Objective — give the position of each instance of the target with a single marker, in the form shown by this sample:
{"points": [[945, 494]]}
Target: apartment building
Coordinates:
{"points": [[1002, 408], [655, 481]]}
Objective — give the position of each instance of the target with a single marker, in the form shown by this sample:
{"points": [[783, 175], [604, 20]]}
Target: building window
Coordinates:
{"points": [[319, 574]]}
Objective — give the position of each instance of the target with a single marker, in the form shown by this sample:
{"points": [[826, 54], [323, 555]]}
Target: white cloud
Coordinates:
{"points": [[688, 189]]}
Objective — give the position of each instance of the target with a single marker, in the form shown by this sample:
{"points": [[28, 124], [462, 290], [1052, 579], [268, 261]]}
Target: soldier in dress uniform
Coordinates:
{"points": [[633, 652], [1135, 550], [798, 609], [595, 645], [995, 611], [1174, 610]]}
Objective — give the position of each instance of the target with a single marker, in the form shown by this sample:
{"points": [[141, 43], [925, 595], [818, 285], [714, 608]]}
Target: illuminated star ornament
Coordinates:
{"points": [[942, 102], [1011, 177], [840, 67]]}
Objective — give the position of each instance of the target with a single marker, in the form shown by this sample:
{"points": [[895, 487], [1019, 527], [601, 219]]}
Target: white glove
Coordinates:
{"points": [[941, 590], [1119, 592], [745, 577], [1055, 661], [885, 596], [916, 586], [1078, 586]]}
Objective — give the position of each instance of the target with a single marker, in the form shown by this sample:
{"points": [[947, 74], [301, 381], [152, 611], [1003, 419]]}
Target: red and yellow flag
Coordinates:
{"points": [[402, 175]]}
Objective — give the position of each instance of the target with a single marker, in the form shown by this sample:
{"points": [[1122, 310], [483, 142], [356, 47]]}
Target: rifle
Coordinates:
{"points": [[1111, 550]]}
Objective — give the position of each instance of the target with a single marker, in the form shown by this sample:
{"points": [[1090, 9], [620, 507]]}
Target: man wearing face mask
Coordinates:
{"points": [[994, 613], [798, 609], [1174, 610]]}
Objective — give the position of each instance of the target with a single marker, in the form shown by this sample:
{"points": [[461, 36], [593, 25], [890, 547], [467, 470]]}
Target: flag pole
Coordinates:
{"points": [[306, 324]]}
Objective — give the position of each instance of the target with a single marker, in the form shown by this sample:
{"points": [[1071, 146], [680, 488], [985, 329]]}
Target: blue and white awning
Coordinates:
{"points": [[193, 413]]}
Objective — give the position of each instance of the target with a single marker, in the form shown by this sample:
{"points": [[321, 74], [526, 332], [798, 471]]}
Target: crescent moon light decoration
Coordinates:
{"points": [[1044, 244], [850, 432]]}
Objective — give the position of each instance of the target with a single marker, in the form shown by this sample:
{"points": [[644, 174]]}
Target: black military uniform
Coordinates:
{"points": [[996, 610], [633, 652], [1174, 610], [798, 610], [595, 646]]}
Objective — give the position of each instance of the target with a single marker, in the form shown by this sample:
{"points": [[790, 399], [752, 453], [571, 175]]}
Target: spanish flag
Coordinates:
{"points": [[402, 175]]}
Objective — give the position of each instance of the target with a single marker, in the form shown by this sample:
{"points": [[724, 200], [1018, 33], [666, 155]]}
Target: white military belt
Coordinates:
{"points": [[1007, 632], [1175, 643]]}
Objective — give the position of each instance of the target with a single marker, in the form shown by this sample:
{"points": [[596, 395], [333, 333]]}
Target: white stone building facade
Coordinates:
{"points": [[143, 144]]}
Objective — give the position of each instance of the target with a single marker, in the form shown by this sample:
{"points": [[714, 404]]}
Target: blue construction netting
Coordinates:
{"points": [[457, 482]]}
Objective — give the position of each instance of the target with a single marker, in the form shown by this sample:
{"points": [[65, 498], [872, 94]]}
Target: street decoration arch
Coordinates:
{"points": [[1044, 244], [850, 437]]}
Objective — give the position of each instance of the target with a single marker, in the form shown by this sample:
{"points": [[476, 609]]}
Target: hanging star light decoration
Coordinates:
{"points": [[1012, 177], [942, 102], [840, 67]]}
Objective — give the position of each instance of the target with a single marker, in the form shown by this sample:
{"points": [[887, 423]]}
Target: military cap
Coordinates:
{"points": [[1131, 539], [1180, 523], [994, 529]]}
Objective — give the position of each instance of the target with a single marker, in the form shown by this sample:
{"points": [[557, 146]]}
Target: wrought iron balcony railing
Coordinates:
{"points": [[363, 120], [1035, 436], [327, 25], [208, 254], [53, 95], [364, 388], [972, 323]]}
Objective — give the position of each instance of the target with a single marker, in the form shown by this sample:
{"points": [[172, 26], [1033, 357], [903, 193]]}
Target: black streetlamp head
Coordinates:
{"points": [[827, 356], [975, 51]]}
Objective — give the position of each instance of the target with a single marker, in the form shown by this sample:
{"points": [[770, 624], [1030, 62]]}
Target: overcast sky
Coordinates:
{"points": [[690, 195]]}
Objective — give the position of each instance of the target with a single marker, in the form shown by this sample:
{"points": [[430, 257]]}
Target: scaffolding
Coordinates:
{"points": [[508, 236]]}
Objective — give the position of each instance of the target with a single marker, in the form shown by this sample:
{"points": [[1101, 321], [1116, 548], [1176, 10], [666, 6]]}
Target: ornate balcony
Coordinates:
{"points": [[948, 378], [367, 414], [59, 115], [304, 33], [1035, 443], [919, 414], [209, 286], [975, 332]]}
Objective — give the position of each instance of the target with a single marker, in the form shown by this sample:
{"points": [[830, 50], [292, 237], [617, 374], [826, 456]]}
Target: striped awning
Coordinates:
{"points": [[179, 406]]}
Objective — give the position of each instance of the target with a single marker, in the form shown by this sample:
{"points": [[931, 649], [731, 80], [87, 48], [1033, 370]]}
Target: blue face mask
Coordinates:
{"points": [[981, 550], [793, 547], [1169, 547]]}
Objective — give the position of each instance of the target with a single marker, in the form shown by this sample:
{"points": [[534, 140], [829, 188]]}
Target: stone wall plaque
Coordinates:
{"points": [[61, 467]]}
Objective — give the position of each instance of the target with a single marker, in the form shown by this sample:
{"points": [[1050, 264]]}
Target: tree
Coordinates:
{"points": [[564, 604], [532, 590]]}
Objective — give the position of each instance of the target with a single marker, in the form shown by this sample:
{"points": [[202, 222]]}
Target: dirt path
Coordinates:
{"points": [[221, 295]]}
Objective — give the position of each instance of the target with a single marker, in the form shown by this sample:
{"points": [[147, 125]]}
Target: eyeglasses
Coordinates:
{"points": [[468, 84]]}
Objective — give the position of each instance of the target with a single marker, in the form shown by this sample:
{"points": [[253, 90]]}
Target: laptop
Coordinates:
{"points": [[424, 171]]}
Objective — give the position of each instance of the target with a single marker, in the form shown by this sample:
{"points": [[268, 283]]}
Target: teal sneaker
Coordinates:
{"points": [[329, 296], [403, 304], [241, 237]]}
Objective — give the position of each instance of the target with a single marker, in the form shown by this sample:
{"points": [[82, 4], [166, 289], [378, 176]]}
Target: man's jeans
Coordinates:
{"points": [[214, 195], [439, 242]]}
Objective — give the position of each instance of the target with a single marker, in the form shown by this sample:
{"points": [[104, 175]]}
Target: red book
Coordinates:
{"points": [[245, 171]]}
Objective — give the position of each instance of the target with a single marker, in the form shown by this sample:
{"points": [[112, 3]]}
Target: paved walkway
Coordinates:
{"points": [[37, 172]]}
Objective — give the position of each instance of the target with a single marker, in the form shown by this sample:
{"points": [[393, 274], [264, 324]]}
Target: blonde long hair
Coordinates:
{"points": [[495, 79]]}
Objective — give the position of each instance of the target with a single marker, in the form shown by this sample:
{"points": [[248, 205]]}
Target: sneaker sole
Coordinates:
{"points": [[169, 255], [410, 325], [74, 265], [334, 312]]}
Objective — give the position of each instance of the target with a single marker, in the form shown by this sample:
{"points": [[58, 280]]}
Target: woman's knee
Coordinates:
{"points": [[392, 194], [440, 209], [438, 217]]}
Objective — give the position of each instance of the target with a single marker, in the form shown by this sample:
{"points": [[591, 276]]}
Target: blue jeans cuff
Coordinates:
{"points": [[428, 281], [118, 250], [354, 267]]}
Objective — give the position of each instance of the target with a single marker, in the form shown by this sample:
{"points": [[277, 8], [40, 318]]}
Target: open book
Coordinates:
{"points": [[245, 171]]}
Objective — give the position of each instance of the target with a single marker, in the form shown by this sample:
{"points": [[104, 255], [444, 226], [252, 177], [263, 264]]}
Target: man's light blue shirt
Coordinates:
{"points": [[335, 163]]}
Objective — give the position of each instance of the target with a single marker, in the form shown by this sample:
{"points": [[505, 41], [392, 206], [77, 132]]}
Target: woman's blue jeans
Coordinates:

________________

**What is needed**
Return each line in the items above that contains the word "uniform", copied unchanged.

**Problem solution**
Target: soldier in dress uniform
Target: black military uniform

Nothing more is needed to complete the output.